Problem to solve »
Quote word for word the lines starting at the line with "the basketball player" and ending at the final line of the entries. Leave out any pictures.

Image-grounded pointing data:

====================

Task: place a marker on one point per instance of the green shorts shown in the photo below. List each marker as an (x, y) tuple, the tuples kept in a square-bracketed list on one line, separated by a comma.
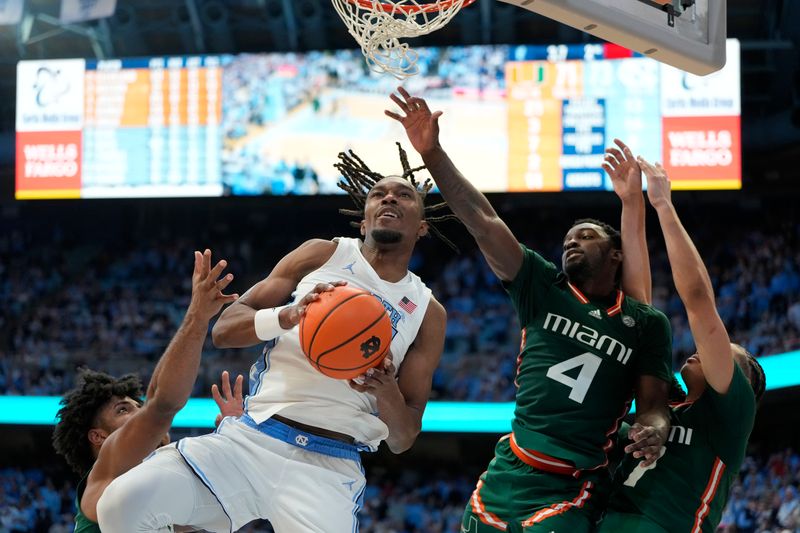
[(615, 522), (513, 496)]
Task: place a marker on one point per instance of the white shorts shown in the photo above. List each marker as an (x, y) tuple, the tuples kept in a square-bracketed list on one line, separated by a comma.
[(297, 481)]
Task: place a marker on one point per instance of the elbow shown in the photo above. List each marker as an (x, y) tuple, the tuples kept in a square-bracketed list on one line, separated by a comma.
[(404, 443)]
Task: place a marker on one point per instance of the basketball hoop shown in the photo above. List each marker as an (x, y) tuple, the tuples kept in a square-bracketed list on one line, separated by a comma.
[(378, 26)]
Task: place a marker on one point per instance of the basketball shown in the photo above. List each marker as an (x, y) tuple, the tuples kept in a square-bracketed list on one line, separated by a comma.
[(345, 333)]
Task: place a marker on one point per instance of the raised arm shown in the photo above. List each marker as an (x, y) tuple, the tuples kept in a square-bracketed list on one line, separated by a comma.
[(236, 326), (498, 244), (626, 177), (693, 284), (402, 401), (170, 385)]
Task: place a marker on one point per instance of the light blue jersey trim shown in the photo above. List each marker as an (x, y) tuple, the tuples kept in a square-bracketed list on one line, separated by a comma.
[(259, 368), (303, 439), (203, 479), (358, 500)]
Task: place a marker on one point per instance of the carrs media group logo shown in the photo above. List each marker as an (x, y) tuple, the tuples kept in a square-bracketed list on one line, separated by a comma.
[(50, 95), (50, 115), (50, 86)]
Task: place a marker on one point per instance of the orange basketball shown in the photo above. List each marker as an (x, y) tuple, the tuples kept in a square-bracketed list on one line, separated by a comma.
[(345, 332)]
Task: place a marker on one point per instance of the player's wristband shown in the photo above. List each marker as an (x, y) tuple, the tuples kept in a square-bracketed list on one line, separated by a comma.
[(268, 324)]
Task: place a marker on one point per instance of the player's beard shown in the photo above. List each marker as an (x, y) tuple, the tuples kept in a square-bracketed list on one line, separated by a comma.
[(386, 236)]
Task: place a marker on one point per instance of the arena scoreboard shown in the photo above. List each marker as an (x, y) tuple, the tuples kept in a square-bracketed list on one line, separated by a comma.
[(517, 119), (119, 128)]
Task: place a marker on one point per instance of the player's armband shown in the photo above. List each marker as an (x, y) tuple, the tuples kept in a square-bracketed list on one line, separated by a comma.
[(267, 323)]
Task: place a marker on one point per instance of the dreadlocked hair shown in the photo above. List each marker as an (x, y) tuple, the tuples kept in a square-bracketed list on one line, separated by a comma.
[(359, 179), (79, 410), (613, 233)]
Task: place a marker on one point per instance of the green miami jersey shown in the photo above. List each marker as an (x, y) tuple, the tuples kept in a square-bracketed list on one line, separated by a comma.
[(83, 524), (687, 488), (578, 364)]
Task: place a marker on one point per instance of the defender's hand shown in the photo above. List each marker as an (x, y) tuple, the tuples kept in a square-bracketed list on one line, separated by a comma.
[(422, 126), (207, 286), (229, 403), (647, 443), (658, 184), (624, 171)]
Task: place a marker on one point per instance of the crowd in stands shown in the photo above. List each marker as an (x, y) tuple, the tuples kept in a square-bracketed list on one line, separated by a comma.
[(114, 307), (765, 499)]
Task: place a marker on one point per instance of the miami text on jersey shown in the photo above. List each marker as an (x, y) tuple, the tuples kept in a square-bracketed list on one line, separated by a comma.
[(586, 335)]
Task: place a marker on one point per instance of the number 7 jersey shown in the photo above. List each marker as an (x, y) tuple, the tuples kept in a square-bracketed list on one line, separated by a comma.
[(578, 365)]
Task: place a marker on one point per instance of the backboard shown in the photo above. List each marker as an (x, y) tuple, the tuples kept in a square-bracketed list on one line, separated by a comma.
[(687, 34)]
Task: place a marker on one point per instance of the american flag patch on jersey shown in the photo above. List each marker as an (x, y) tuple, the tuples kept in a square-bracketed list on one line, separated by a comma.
[(407, 305)]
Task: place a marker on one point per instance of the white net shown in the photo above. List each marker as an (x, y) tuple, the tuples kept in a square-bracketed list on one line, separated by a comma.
[(378, 27)]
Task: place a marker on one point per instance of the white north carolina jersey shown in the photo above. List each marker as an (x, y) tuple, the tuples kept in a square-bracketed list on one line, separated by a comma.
[(283, 381)]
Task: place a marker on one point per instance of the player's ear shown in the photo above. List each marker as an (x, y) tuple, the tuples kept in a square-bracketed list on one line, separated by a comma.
[(423, 229)]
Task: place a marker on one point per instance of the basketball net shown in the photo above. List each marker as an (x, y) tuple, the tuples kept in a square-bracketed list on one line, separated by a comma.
[(378, 26)]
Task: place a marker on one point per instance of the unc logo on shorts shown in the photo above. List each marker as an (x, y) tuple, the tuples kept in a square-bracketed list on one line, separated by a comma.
[(370, 347)]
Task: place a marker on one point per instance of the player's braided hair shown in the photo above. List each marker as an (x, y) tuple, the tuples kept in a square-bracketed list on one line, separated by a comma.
[(78, 413), (358, 179), (613, 234)]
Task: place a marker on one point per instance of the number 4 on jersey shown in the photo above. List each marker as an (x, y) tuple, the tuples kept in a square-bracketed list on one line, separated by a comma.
[(588, 362)]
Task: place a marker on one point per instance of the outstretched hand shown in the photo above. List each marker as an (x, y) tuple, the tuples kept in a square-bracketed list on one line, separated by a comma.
[(658, 184), (229, 402), (422, 126), (207, 286), (290, 316), (624, 171)]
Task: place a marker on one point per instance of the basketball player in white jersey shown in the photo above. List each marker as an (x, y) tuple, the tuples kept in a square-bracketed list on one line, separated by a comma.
[(293, 457)]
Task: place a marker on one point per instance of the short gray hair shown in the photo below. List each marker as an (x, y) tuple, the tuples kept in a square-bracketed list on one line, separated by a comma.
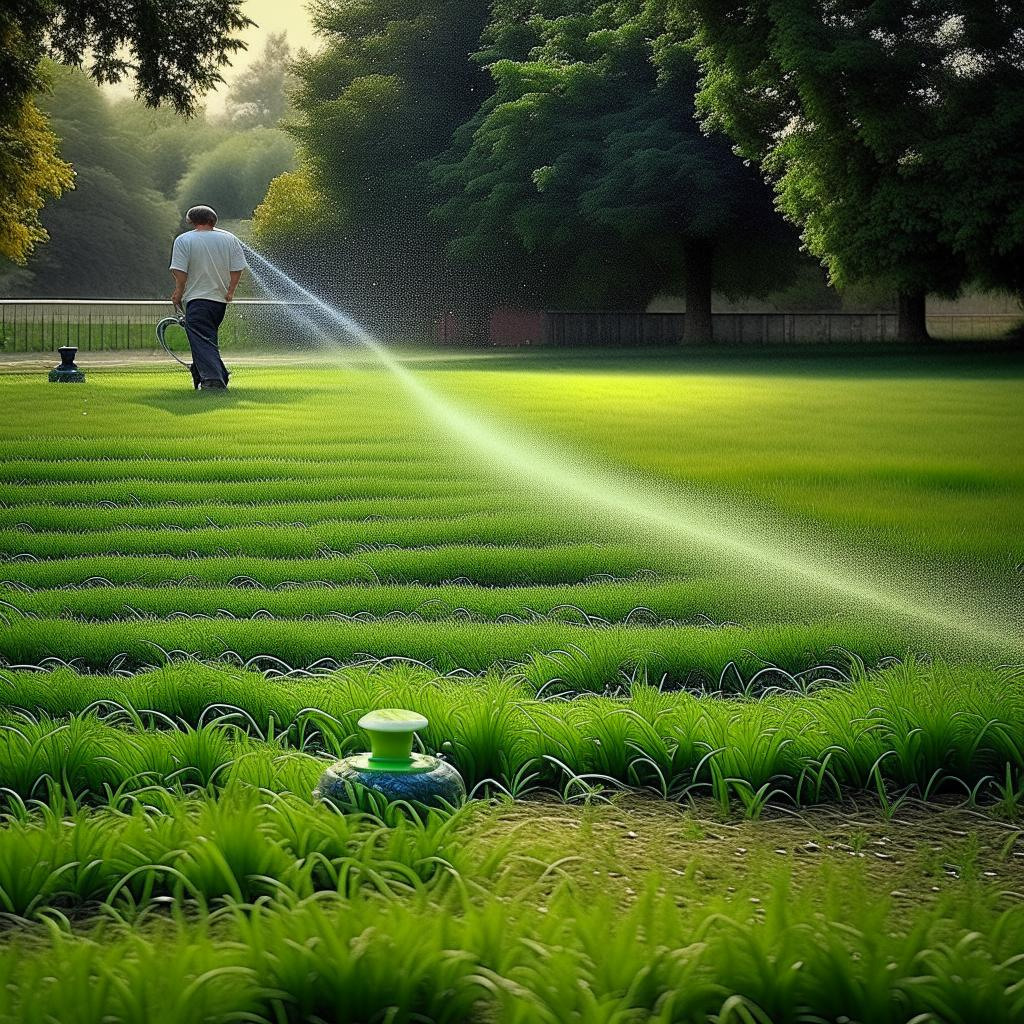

====================

Response »
Task: place a marker on one point per instance of the basketball player in white jersey shown in the photo above. List each marker as an (x, y) tuple, the tuples kept in a square-bracketed list on one line, separated by a comma.
[(293, 457)]
Task: place a marker on one point per instance of the short gray hair shown in the photo below. List each marker as an (x, y) tuple, the tuples kept in a square-bracketed list on one line, separated by a comma.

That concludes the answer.